### Dataset extract
──────────
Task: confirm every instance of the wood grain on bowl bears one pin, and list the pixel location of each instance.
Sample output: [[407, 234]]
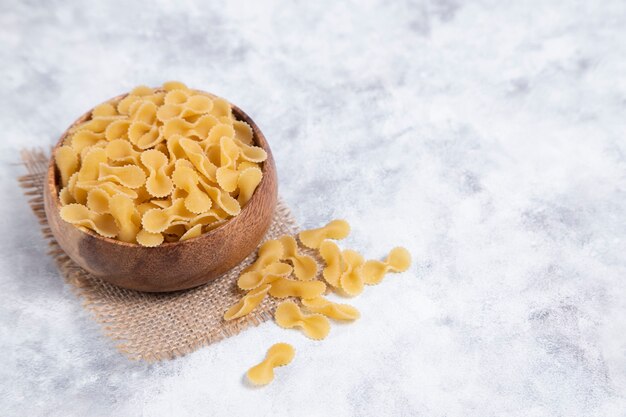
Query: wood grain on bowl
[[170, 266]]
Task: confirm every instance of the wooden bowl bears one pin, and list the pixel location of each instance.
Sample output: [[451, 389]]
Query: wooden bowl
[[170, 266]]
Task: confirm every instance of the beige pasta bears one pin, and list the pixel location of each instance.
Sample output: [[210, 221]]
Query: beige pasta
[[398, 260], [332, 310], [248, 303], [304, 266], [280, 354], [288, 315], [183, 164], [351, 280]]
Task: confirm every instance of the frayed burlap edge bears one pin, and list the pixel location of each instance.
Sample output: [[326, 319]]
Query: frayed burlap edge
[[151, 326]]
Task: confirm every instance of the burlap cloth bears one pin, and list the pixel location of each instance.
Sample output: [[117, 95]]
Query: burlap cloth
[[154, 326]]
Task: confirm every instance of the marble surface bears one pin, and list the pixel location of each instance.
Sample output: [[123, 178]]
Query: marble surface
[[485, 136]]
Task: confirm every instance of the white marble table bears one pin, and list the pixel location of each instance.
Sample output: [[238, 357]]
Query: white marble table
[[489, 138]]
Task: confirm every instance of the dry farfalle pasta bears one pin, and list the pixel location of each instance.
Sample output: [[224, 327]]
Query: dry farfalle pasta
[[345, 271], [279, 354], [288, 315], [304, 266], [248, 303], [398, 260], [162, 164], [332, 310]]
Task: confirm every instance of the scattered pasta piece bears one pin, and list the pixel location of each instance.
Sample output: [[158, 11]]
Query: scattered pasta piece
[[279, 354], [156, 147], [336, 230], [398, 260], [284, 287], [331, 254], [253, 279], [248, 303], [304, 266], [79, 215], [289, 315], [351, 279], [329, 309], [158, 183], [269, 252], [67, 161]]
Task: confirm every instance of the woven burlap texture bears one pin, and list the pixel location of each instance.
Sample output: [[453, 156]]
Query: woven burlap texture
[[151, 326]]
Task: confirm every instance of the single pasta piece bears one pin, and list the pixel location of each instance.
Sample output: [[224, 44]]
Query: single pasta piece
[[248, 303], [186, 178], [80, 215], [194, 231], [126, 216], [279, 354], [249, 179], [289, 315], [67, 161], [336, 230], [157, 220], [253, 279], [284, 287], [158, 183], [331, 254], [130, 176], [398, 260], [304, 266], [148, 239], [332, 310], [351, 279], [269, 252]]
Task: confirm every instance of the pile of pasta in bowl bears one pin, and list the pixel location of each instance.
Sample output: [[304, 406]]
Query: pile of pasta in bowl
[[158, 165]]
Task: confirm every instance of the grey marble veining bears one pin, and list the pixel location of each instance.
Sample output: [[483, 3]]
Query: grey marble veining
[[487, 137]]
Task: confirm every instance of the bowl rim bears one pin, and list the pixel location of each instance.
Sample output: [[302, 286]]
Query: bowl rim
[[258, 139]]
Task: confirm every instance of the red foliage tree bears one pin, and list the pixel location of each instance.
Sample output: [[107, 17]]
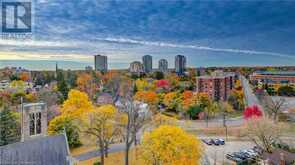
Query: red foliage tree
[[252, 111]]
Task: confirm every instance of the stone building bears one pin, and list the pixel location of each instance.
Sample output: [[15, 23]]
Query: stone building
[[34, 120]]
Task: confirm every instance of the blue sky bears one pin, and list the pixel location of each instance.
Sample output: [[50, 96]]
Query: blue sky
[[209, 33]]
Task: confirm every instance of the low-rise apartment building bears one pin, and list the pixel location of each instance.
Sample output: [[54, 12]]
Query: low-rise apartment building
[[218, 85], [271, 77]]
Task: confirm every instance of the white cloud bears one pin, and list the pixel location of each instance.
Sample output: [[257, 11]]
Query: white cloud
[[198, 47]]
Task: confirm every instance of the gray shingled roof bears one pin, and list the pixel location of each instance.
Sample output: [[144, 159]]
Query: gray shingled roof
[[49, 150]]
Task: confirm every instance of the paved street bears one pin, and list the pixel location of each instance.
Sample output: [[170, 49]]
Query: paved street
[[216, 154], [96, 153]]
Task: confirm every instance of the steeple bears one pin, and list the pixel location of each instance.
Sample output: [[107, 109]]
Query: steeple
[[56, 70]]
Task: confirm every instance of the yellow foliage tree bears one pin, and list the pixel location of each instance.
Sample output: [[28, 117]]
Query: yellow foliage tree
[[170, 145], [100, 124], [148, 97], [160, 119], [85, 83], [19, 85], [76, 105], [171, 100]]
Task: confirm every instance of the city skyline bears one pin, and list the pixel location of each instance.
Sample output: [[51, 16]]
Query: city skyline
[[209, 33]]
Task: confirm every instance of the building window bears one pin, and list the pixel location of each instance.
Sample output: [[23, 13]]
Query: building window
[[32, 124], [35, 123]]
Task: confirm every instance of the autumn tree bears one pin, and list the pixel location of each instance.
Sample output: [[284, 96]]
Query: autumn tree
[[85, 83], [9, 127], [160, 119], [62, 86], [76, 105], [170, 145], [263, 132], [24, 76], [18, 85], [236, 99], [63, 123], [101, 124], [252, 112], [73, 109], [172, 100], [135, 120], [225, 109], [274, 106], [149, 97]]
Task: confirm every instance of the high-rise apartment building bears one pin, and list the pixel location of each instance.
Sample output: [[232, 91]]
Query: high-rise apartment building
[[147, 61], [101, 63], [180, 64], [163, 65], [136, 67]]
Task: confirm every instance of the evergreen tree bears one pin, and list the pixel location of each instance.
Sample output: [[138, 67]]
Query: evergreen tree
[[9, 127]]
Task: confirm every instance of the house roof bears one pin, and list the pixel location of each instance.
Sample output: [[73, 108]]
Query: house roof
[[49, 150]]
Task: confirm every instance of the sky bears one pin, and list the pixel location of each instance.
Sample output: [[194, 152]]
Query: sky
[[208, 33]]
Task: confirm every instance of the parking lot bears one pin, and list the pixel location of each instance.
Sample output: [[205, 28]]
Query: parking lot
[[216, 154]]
──────────
### Brief
Your copy must reproduce the entries above in full, without their pictures.

### Written response
Task: confirm every instance of the wood grain on bowl bears one pin, and list the pixel location of each instance.
Sample output: [[407, 234]]
Query: wood grain on bowl
[[170, 266]]
Task: confirm every instance of the wooden bowl bears one pin, and list the pixel location of each instance.
Sample output: [[451, 389]]
Query: wooden bowl
[[170, 266]]
Task: confirm every instance of the beige pasta bears one pin, and list the pixel location of each instance.
Sample output: [[210, 221]]
Query: beige pasta
[[398, 260], [332, 310], [248, 303], [304, 266], [280, 354], [288, 315], [183, 164], [351, 280]]
Task: confirm every instance of the frayed burlap edge bears one pin, and list the pixel location of each instance.
Sample output: [[326, 319]]
Query: frayed burlap edge
[[151, 326]]
Task: confirm every instance of the burlap cloth bears one pin, and list the pixel location of each instance.
Sample output: [[117, 95]]
Query: burlap cloth
[[154, 326]]
Task: confirm every instance of the marble surface bears one pin, and list the pixel location of each instance.
Sample output: [[123, 178]]
Query: marble surface
[[485, 136]]
Task: confirm every instance of the white marble table bears one pin, and list the pixel location of each instance.
Sample output: [[238, 357]]
Query: white marble table
[[489, 138]]
Task: confirm every instance of the dry farfalle pasta bears one pin, and list the pixel location of each instance.
Sample output: [[224, 327]]
Query: dry farfalle pasta
[[345, 271], [279, 354], [288, 315], [304, 266], [248, 303], [398, 260], [162, 164], [332, 310]]
Task: confirm every instance of the scattered pasta piece bears one pin, and list the pixel location of each instance.
Sample output: [[158, 11]]
Query: scattered pasta piece
[[279, 354], [156, 147], [336, 230], [398, 260], [284, 287], [331, 254], [253, 279], [248, 303], [304, 266], [79, 215], [289, 315], [351, 279], [329, 309], [158, 183], [269, 252], [67, 161]]
Task: confirm every instance of the woven burlap texture bears one pin, and list the pixel location of each instance.
Sample output: [[453, 156]]
Query: woven burlap texture
[[151, 326]]
Task: confirm every instance of the single pasta piece bears one pin, and list the pixel location of each instance.
Sample output: [[224, 44]]
Query: single pasta piece
[[248, 303], [186, 178], [80, 215], [194, 231], [126, 216], [279, 354], [249, 179], [289, 315], [67, 161], [336, 230], [157, 220], [253, 279], [284, 287], [158, 183], [331, 254], [130, 176], [398, 260], [304, 266], [148, 239], [332, 310], [351, 279], [269, 252]]
Task: confirm every instance of the pile of pasta in bowl bears one pin, and list the pixel location of each instance.
Sample output: [[304, 406]]
Query: pile of pasta in bowl
[[158, 165]]
Task: confirm every instance of the grey marble veining bears one pin, and list the pixel location of each instance.
Sample output: [[483, 3]]
Query: grey marble veining
[[487, 137]]
Task: confirm every instance of the bowl rim bears one pin, and list the pixel location of each instance.
Sample output: [[302, 286]]
Query: bowl rim
[[258, 139]]
Task: confirm every instance of the red foliage tree bears one pin, and list the pixel location of each instance.
Sample output: [[107, 17]]
Query: red foliage tree
[[252, 111]]
Task: confirm every instance of the stone building bears one pin, and list the pixel location of each instance.
Sample output: [[15, 23]]
Query: stone building
[[34, 120]]
Task: confirm every instance of the blue sky bears one pin, and list the pixel location of each instance.
Sample output: [[50, 96]]
Query: blue sky
[[209, 33]]
Task: confirm every instance of the low-rise apartment building bears one pin, and list the pixel location of each instance.
Sample output: [[54, 12]]
Query: low-rise apartment building
[[218, 85], [271, 77]]
Task: confirm every instance of the white cloud bears one pin, and list the pixel location of each instance.
Sample output: [[257, 11]]
Query: white cloud
[[198, 47]]
Task: confirm every instance of the gray shingled roof bears one pin, and list the pixel location of each instance.
Sample output: [[144, 159]]
Query: gray shingled roof
[[49, 150]]
Task: confirm every instance of the paved street bears one pin, and list the pixel location of each instance.
Sample output: [[170, 49]]
Query: paved street
[[216, 154], [96, 153]]
Task: confirm every instance of the steeple bears one pin, and list the pixel location of each instance.
Sample output: [[107, 109]]
Query: steeple
[[56, 70]]
Task: confirm every instance of the yellow foliage tree bears one pin, and list the pixel location of each instance.
Sample output: [[28, 117]]
Query: yellow foliage tree
[[170, 145], [100, 124], [148, 97], [160, 119], [85, 83], [19, 85], [76, 105], [171, 100]]
Task: confirm every instance of the city skyline bears one pin, and list the pixel location of each instance.
Sample output: [[51, 16]]
Query: city skyline
[[209, 33]]
Task: confirm every instance of the building window bears one pin, and list the pixel location of each instance.
Sample output: [[23, 13]]
Query: building window
[[32, 124], [35, 123]]
Task: confirm every instance of the autumn tree bears one pin, and list the pixel location of each instance.
Sample output: [[284, 96]]
Query: autumn tree
[[85, 83], [9, 127], [160, 119], [62, 86], [76, 105], [170, 145], [263, 132], [24, 76], [18, 85], [236, 99], [63, 123], [101, 124], [252, 112], [73, 109], [172, 100], [135, 120], [225, 109], [274, 106], [149, 97]]
Task: confirm every instance of the high-rise apartment building bears one pin, and list the pixel location of each instance.
Sample output: [[232, 91]]
Query: high-rise apartment building
[[147, 61], [101, 63], [180, 64], [163, 65], [136, 67]]
Task: confirm every instance of the evergreen tree bears one pin, and list the pixel location of each instance.
Sample output: [[138, 67]]
Query: evergreen tree
[[9, 127]]
Task: confirm every instance of the house roof bears one pin, and list the pixel location of each instance.
Sample output: [[73, 108]]
Query: house roof
[[49, 150]]
Task: confirm every instance of the sky bears one pin, and list the pixel location of each instance.
Sample output: [[194, 152]]
Query: sky
[[208, 33]]
Task: confirm every instance of the parking lot bears one pin, and list the pixel location of each instance.
Sample output: [[205, 28]]
Query: parking lot
[[216, 154]]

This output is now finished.